(Position annotation records)
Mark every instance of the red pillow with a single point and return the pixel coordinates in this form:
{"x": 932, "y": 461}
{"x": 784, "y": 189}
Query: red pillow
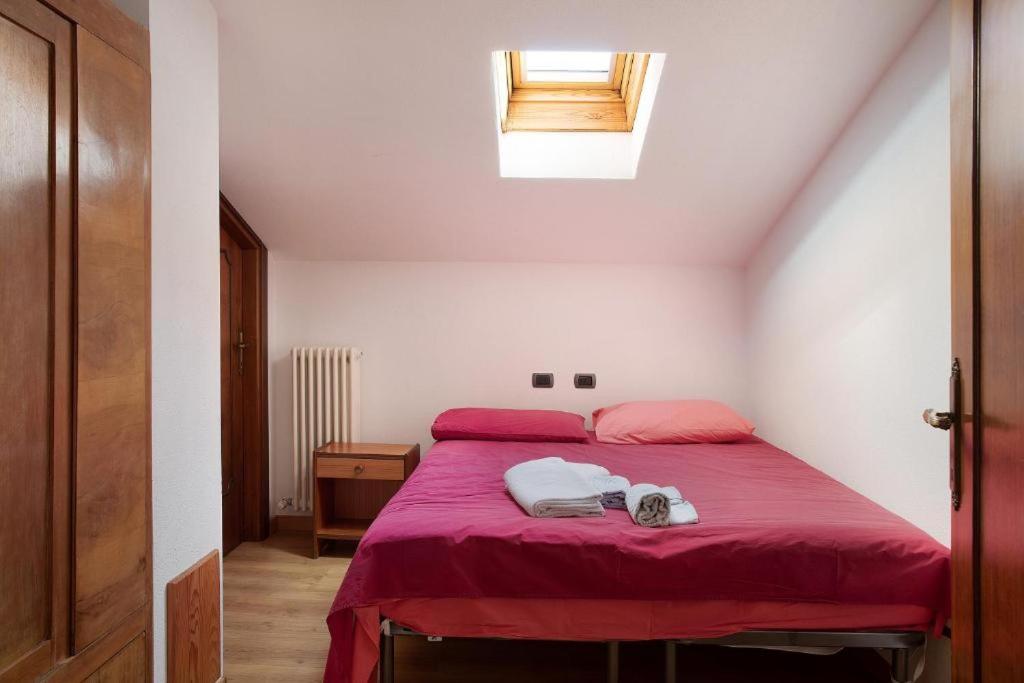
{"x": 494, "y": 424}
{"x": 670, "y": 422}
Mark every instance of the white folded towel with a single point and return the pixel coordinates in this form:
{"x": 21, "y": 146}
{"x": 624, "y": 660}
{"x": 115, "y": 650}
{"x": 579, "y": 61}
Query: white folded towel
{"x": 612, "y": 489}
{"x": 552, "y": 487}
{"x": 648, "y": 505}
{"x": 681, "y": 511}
* * *
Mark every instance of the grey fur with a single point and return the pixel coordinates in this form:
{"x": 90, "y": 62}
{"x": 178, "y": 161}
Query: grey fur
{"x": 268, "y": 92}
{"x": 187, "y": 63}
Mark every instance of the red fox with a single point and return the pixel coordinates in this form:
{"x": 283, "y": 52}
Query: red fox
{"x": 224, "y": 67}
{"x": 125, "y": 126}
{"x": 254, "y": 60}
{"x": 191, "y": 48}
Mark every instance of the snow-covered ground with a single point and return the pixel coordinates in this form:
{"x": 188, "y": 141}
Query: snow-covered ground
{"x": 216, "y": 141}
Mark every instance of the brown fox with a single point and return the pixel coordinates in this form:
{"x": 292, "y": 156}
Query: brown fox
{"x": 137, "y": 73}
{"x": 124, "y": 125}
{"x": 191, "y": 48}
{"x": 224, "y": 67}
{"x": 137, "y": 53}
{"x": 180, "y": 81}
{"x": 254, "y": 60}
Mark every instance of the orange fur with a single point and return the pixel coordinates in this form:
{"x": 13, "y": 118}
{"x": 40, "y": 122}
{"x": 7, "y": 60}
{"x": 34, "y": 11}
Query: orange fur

### WHAT IS NEEDED
Extract the stretch of the records from the line containing "Mark every instance of the orange" through the line containing "Query: orange fur", both included, and repeat those lines exactly, with nothing else.

### EXERCISE ANSWER
Mark every instance of the orange fur with a single point and return the pixel coordinates in this form:
{"x": 13, "y": 118}
{"x": 40, "y": 122}
{"x": 7, "y": 60}
{"x": 34, "y": 11}
Query: orange fur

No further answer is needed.